**Texte d'étude:**
La situation en Syrie empire d’heure en heure. La vie académique est sinistrée, les conséquences de la guerre sont incalculables pour l’enseignement, la recherche, et le lien, vital, entre les universités et l’activité socio-économique du pays. Aujourd’hui, la complication politique du dossier paralyse l’aide internationale, ce qui aggrave encore la détresse du peuple syrien, otage de ce conflit. « Nous ne pouvons rester les bras croisés, ni tolérer qu’un tel massacre se déroule sous nos yeux, aux portes de l’Europe », soulignent Alain Beretz et Régis Bello, présidents de l’Université et de la Fondation.

Mobilisons nous !

Pour prolonger la semaine de soutien au peuple syrien organisée conjointement par la Communauté urbaine de Strasbourg et l’association Alsace-Syrie, l'Université de Strasbourg se mobilise et fait appel à votre générosité pour permettre à quelques étudiants de venir poursuivre leurs études en France, avec une bourse d’études. Ce geste que vous ferez en faveur des étudiants syriens est libre. L’Université de Strasbourg vous y invite et elle vous remercie d’avance pour un acte de générosité qui, même symbolique, a le pouvoir immense de redonner l’espoir à ceux qui l’ont perdu.

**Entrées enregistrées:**
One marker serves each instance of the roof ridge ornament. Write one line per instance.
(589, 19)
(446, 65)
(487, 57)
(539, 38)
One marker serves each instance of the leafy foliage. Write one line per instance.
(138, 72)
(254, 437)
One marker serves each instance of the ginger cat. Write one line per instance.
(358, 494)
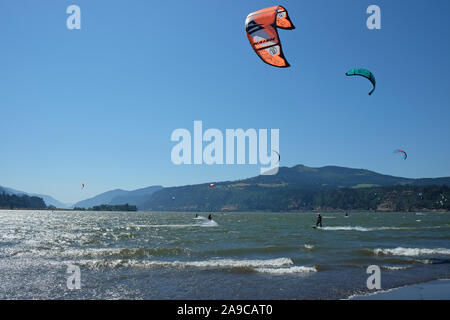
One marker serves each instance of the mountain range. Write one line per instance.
(49, 200)
(293, 188)
(301, 188)
(115, 197)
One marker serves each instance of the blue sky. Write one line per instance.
(98, 105)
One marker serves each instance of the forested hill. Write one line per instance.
(13, 201)
(305, 188)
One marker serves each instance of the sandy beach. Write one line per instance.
(433, 290)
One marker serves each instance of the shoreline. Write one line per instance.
(431, 290)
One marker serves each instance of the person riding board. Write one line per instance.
(319, 220)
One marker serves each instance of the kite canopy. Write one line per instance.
(261, 27)
(363, 73)
(279, 158)
(401, 151)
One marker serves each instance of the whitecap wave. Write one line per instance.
(295, 269)
(363, 229)
(411, 252)
(220, 263)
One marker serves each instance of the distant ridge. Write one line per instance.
(49, 201)
(301, 188)
(118, 196)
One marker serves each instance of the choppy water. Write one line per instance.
(153, 255)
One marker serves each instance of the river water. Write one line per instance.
(165, 255)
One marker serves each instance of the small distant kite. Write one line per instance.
(279, 158)
(363, 73)
(261, 27)
(401, 151)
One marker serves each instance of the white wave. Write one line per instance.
(395, 268)
(220, 263)
(363, 229)
(411, 252)
(346, 228)
(295, 269)
(209, 223)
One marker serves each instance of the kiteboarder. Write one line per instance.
(319, 220)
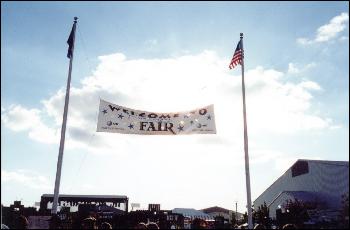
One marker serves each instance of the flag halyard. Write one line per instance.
(237, 56)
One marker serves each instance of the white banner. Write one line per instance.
(118, 119)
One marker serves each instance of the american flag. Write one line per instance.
(237, 56)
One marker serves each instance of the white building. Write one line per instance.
(308, 180)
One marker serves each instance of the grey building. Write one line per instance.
(318, 181)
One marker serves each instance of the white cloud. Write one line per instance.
(26, 178)
(169, 85)
(292, 69)
(328, 31)
(18, 118)
(274, 106)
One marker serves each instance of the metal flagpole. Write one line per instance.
(63, 130)
(247, 175)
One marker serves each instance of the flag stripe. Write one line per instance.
(237, 56)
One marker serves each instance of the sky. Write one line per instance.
(170, 57)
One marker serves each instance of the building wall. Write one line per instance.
(324, 176)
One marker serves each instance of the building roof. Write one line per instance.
(87, 196)
(215, 209)
(192, 213)
(335, 163)
(306, 196)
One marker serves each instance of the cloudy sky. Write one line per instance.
(169, 57)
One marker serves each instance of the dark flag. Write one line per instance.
(70, 42)
(237, 56)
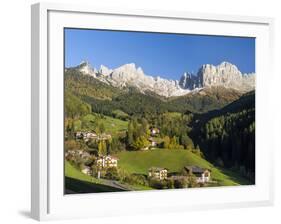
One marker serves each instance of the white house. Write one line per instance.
(106, 161)
(154, 131)
(158, 173)
(202, 175)
(87, 170)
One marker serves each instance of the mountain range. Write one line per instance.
(224, 75)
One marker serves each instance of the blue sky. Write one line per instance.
(166, 55)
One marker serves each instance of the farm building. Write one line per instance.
(202, 175)
(154, 131)
(106, 161)
(158, 173)
(87, 170)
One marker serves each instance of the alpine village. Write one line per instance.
(127, 131)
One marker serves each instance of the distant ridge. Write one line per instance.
(225, 74)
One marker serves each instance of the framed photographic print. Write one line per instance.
(161, 111)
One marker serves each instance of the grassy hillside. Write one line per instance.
(78, 182)
(112, 125)
(174, 161)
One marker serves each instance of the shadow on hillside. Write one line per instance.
(237, 178)
(74, 186)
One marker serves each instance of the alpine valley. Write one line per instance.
(204, 120)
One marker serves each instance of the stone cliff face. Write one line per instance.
(225, 74)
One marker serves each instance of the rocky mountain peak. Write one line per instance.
(225, 75)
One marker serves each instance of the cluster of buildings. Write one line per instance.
(201, 175)
(102, 162)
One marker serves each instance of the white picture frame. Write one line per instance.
(48, 200)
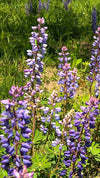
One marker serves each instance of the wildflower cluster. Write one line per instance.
(66, 2)
(29, 8)
(43, 5)
(78, 138)
(14, 121)
(94, 20)
(33, 73)
(70, 128)
(95, 61)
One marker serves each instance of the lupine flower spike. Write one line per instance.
(14, 121)
(33, 73)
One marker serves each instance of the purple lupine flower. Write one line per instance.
(47, 7)
(23, 173)
(39, 6)
(14, 121)
(97, 87)
(83, 122)
(94, 20)
(95, 60)
(27, 9)
(30, 7)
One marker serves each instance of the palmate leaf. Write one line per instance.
(40, 162)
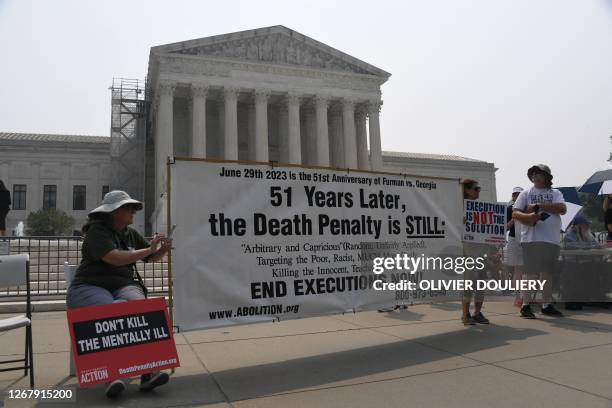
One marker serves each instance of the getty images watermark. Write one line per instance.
(459, 265)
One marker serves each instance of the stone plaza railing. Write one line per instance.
(47, 257)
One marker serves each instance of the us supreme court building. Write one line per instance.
(272, 94)
(267, 95)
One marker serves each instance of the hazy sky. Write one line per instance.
(513, 82)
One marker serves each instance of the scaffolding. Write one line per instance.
(128, 133)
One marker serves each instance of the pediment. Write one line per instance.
(274, 45)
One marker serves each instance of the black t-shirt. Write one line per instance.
(608, 221)
(100, 239)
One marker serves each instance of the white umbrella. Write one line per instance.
(606, 188)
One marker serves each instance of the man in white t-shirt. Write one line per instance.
(539, 210)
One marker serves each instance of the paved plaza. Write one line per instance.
(421, 356)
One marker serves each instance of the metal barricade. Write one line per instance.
(47, 257)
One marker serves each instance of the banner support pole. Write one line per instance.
(168, 226)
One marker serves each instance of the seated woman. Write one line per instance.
(107, 272)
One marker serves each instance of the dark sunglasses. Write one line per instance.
(132, 209)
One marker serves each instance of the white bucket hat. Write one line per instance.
(115, 199)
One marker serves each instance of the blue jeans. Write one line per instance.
(84, 295)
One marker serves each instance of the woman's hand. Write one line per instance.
(155, 243)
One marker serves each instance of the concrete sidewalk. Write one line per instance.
(421, 356)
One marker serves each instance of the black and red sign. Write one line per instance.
(121, 340)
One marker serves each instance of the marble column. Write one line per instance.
(198, 133)
(230, 146)
(283, 133)
(361, 134)
(311, 134)
(164, 143)
(375, 148)
(336, 136)
(350, 140)
(321, 104)
(261, 124)
(165, 121)
(251, 130)
(294, 145)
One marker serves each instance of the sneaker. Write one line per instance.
(150, 381)
(526, 312)
(551, 311)
(468, 320)
(479, 318)
(114, 388)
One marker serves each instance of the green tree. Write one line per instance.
(49, 222)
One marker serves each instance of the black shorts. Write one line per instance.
(540, 257)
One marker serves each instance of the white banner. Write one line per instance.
(256, 243)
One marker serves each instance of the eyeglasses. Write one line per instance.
(130, 208)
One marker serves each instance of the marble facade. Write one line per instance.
(269, 94)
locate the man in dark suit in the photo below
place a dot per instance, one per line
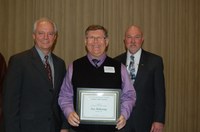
(148, 115)
(2, 75)
(32, 85)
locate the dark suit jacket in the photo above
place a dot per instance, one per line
(150, 91)
(30, 101)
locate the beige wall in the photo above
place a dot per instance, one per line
(171, 29)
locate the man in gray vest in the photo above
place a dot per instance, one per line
(96, 70)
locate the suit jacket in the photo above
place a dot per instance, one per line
(150, 90)
(30, 100)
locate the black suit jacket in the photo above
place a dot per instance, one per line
(150, 90)
(30, 101)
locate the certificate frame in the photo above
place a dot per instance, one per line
(98, 105)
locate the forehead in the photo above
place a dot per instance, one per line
(133, 31)
(96, 32)
(44, 25)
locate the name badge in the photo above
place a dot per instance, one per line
(109, 69)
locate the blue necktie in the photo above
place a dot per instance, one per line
(132, 68)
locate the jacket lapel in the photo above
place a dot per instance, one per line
(141, 68)
(38, 64)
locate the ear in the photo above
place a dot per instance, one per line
(107, 41)
(85, 41)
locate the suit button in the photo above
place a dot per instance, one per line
(50, 90)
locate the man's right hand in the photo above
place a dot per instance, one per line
(73, 119)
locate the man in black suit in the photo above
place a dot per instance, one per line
(148, 115)
(31, 89)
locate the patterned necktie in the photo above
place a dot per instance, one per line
(48, 68)
(95, 61)
(132, 68)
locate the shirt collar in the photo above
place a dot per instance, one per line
(100, 58)
(41, 54)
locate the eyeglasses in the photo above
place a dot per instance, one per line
(92, 38)
(137, 37)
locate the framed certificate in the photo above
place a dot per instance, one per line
(98, 106)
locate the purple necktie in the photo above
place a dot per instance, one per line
(48, 68)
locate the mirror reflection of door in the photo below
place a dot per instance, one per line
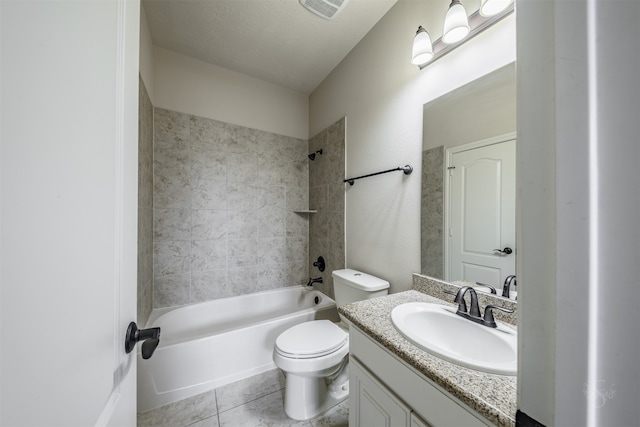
(481, 212)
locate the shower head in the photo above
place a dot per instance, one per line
(312, 156)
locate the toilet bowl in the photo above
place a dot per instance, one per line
(314, 356)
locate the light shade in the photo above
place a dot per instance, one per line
(422, 48)
(456, 23)
(493, 7)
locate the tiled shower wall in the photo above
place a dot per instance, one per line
(432, 213)
(145, 204)
(223, 202)
(326, 195)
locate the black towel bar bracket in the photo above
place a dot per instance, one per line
(407, 169)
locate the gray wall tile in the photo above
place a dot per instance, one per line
(224, 197)
(145, 204)
(326, 195)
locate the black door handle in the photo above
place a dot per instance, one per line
(505, 251)
(150, 338)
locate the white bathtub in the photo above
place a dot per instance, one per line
(207, 345)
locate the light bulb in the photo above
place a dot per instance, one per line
(422, 48)
(456, 23)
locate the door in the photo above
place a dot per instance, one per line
(68, 211)
(371, 404)
(481, 230)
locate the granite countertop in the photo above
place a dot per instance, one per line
(492, 396)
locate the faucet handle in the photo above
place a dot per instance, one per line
(462, 305)
(488, 315)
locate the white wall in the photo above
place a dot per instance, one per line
(191, 86)
(579, 104)
(146, 55)
(382, 95)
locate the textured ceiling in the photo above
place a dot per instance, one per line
(274, 40)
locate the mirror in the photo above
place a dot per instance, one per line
(482, 109)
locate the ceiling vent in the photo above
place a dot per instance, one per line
(326, 9)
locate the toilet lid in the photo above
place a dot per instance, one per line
(311, 339)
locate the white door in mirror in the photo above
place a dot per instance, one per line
(482, 227)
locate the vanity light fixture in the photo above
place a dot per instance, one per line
(456, 23)
(458, 29)
(422, 48)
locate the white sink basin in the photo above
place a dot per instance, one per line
(438, 330)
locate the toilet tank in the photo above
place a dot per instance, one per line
(352, 285)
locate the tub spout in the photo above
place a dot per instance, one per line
(312, 281)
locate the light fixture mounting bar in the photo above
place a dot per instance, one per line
(478, 24)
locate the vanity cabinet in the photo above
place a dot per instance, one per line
(386, 391)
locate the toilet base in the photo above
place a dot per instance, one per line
(306, 397)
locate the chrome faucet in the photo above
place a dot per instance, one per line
(507, 285)
(312, 281)
(473, 313)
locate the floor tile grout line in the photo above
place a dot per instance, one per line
(249, 401)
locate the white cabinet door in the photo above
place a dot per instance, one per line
(69, 83)
(482, 214)
(371, 404)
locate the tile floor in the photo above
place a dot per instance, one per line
(255, 401)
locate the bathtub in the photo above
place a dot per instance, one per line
(207, 345)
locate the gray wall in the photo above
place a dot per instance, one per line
(145, 204)
(223, 199)
(326, 195)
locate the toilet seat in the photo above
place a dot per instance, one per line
(310, 340)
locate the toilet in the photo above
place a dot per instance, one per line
(314, 355)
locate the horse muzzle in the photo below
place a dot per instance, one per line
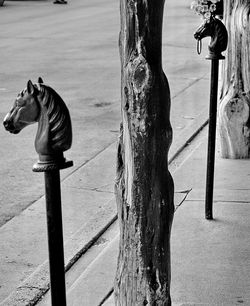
(197, 36)
(9, 126)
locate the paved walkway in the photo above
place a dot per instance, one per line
(85, 73)
(210, 259)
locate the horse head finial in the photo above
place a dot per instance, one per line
(214, 28)
(40, 103)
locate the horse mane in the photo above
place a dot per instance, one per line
(60, 135)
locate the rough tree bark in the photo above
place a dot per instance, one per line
(234, 122)
(144, 187)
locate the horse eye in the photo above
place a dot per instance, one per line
(19, 103)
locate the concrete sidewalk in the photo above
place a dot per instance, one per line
(86, 73)
(210, 259)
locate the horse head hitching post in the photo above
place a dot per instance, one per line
(40, 103)
(213, 27)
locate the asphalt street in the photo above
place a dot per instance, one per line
(74, 48)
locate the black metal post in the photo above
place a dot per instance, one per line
(211, 139)
(55, 237)
(216, 29)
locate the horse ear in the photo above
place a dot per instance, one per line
(30, 87)
(40, 80)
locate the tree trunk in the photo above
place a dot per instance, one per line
(234, 123)
(144, 187)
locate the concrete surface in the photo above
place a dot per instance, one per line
(74, 48)
(210, 259)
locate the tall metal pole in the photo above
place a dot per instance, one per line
(211, 139)
(51, 171)
(215, 28)
(41, 103)
(55, 237)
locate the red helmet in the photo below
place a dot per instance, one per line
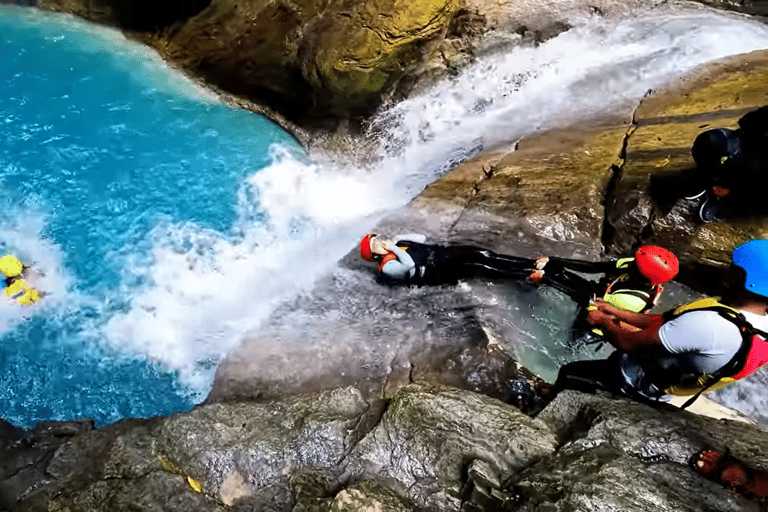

**Consigne:** Recopiez le texte d'étude en commençant à « La situation en » et en terminant à « Mobilisons nous ! ». Remplacez au passage « massacre » par « carnage ». Ces données viennent d'une autre source.

**Votre réponse:**
La situation en Syrie empire d’heure en heure. La vie académique est sinistrée, les conséquences de la guerre sont incalculables pour l’enseignement, la recherche, et le lien, vital, entre les universités et l’activité socio-économique du pays. Aujourd’hui, la complication politique du dossier paralyse l’aide internationale, ce qui aggrave encore la détresse du peuple syrien, otage de ce conflit. « Nous ne pouvons rester les bras croisés, ni tolérer qu’un tel carnage se déroule sous nos yeux, aux portes de l’Europe », soulignent Alain Beretz et Régis Bello, présidents de l’Université et de la Fondation.

Mobilisons nous !